Directives.
**1.** Condense the paragraph of the passage on Shakespeare's early years beginning "The first decade of William's life" into a short bulleted list of its main facts.
**2.** Return the part of the passage on Shakespeare's early years that opens with the words containing "The first decade" and closes with "wonder of it all.".

The first decade of William’s life saw his father grow in influence & affluence all about their home town. In July 1565 he was elected one of the 14 alderman of Stratford, becoming chief bailiff between the autumns of 1568 & 1569. It was on his watch that the Stratford corporation paid for its first ever set of travelling actors to perform in the town, the Queen’s Players. One can imagine the very young Shakespeare observing the theatrical spectacle for the first time, a lightning bolt of electricity which would sear his soul with the sheer wonder of it all.

(Dataset rows showing where objects appear)

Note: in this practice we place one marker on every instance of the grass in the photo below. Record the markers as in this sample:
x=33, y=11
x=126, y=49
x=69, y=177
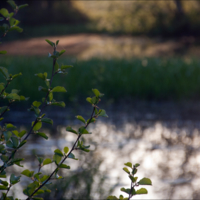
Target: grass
x=118, y=79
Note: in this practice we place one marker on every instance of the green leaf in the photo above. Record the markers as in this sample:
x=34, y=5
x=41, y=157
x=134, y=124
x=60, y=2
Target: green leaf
x=58, y=152
x=71, y=155
x=69, y=129
x=102, y=113
x=14, y=179
x=47, y=120
x=42, y=135
x=66, y=150
x=142, y=191
x=96, y=92
x=64, y=166
x=2, y=187
x=51, y=43
x=59, y=89
x=47, y=161
x=126, y=170
x=37, y=198
x=15, y=142
x=81, y=118
x=40, y=159
x=37, y=103
x=22, y=133
x=129, y=164
x=125, y=190
x=4, y=71
x=22, y=143
x=61, y=52
x=137, y=165
x=112, y=198
x=61, y=104
x=40, y=75
x=16, y=75
x=13, y=96
x=5, y=183
x=37, y=126
x=31, y=188
x=4, y=12
x=89, y=99
x=3, y=52
x=16, y=28
x=133, y=179
x=82, y=130
x=22, y=6
x=27, y=173
x=7, y=135
x=39, y=192
x=12, y=4
x=145, y=181
x=65, y=67
x=2, y=109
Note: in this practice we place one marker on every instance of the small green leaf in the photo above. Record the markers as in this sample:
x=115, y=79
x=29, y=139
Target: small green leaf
x=47, y=120
x=59, y=89
x=22, y=143
x=71, y=130
x=2, y=187
x=102, y=113
x=27, y=173
x=37, y=103
x=16, y=75
x=51, y=43
x=66, y=150
x=61, y=104
x=3, y=52
x=129, y=164
x=47, y=161
x=145, y=181
x=14, y=179
x=89, y=99
x=65, y=67
x=71, y=155
x=42, y=135
x=82, y=130
x=64, y=166
x=126, y=170
x=96, y=92
x=58, y=152
x=142, y=191
x=37, y=126
x=22, y=6
x=22, y=133
x=13, y=96
x=15, y=142
x=4, y=12
x=57, y=158
x=61, y=52
x=81, y=118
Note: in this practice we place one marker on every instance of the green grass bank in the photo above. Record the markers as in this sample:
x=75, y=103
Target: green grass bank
x=119, y=79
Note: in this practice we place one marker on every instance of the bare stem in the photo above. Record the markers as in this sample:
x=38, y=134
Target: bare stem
x=73, y=147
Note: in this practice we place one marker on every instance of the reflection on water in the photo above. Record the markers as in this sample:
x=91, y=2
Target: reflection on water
x=168, y=151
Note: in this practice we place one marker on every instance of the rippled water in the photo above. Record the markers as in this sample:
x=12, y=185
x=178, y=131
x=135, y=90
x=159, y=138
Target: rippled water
x=167, y=146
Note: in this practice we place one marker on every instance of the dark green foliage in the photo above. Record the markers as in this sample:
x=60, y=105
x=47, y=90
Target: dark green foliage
x=11, y=140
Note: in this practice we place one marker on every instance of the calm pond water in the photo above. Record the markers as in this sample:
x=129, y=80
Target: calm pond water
x=163, y=137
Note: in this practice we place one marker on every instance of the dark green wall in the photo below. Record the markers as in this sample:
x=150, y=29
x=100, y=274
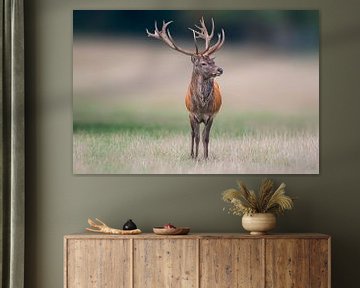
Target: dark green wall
x=59, y=203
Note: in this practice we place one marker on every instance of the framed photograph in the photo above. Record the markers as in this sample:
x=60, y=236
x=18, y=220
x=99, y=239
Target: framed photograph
x=195, y=92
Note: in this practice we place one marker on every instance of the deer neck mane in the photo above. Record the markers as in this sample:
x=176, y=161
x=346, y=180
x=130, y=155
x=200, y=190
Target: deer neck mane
x=201, y=87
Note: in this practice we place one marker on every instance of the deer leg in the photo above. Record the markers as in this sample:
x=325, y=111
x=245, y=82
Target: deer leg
x=206, y=137
x=192, y=135
x=195, y=135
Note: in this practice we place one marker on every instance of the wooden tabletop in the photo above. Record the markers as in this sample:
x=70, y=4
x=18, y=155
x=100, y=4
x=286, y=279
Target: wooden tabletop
x=89, y=235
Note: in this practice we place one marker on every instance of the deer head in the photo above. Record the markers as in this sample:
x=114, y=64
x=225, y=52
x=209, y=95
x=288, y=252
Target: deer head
x=203, y=64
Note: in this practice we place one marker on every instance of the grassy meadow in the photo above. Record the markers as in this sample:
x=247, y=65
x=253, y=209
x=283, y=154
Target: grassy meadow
x=129, y=115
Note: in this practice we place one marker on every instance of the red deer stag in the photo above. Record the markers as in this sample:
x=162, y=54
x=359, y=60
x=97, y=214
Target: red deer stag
x=203, y=98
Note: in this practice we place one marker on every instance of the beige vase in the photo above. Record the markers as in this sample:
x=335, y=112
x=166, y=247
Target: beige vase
x=259, y=223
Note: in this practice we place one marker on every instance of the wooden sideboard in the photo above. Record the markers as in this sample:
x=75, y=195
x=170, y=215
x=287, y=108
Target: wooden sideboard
x=197, y=260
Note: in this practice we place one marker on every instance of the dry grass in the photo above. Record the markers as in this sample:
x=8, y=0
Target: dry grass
x=132, y=153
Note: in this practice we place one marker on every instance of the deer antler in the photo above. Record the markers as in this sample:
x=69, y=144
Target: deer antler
x=201, y=33
x=101, y=227
x=164, y=34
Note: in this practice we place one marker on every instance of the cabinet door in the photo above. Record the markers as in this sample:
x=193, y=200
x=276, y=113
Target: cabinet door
x=287, y=263
x=231, y=263
x=320, y=263
x=165, y=263
x=98, y=263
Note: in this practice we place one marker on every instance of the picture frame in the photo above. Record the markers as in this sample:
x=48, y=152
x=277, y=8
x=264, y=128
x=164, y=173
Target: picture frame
x=12, y=183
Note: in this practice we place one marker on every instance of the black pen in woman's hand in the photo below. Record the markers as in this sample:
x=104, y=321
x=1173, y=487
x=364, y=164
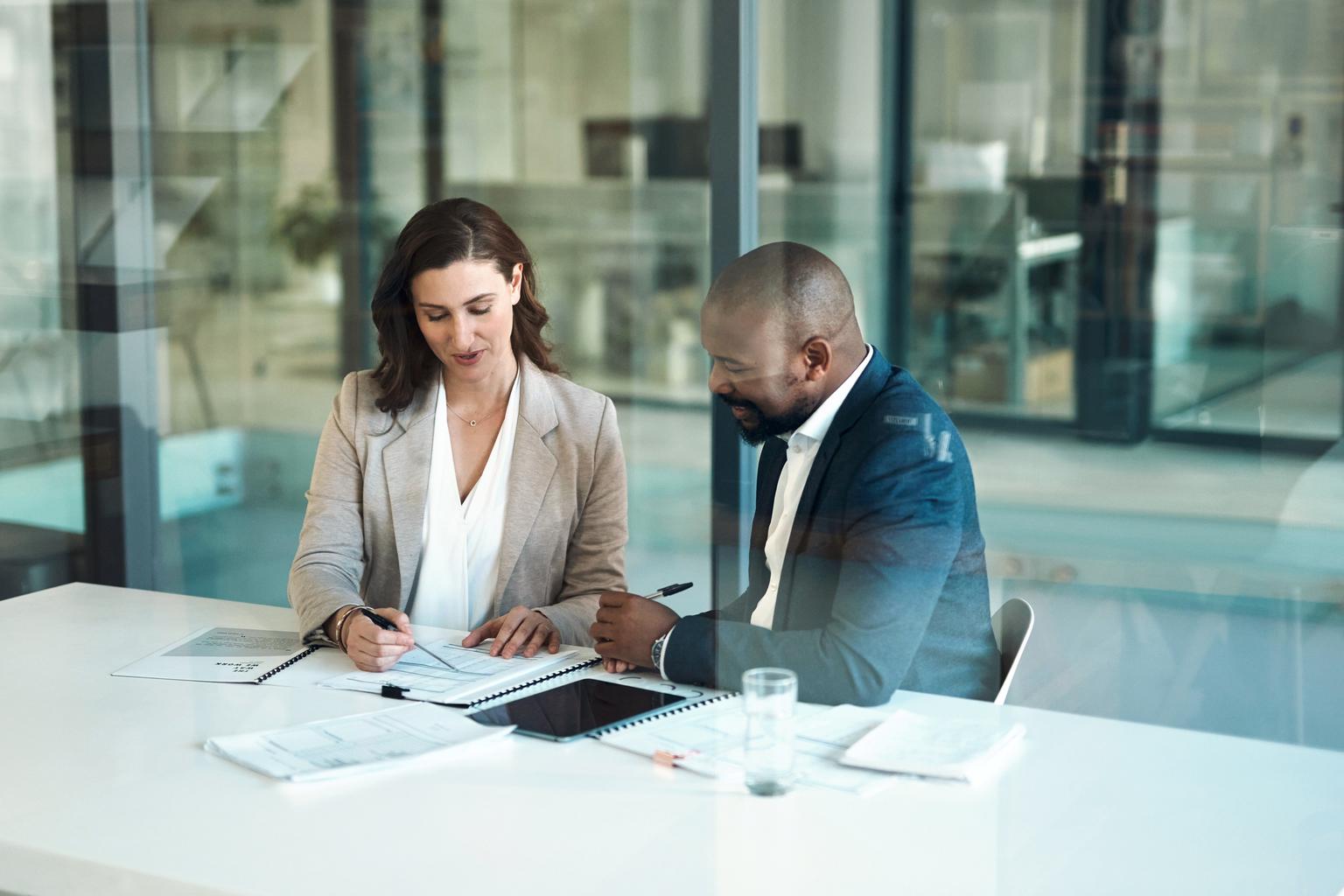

Solutions by task.
**1.**
- During the first ten years of William's life, his father grew in influence and wealth in their home town.
- In July 1565 he was elected one of Stratford's 14 aldermen.
- He served as chief bailiff from autumn 1568 to autumn 1569.
- During his term, the Stratford corporation paid for its first set of traveling actors, the Queen's Players, to perform in the town.
- The young Shakespeare may have seen theatre for the first time then, and the spectacle could have filled him with wonder.

**2.**
The first decade of William’s life saw his father grow in influence & affluence all about their home town. In July 1565 he was elected one of the 14 alderman of Stratford, becoming chief bailiff between the autumns of 1568 & 1569. It was on his watch that the Stratford corporation paid for its first ever set of travelling actors to perform in the town, the Queen’s Players. One can imagine the very young Shakespeare observing the theatrical spectacle for the first time, a lightning bolt of electricity which would sear his soul with the sheer wonder of it all.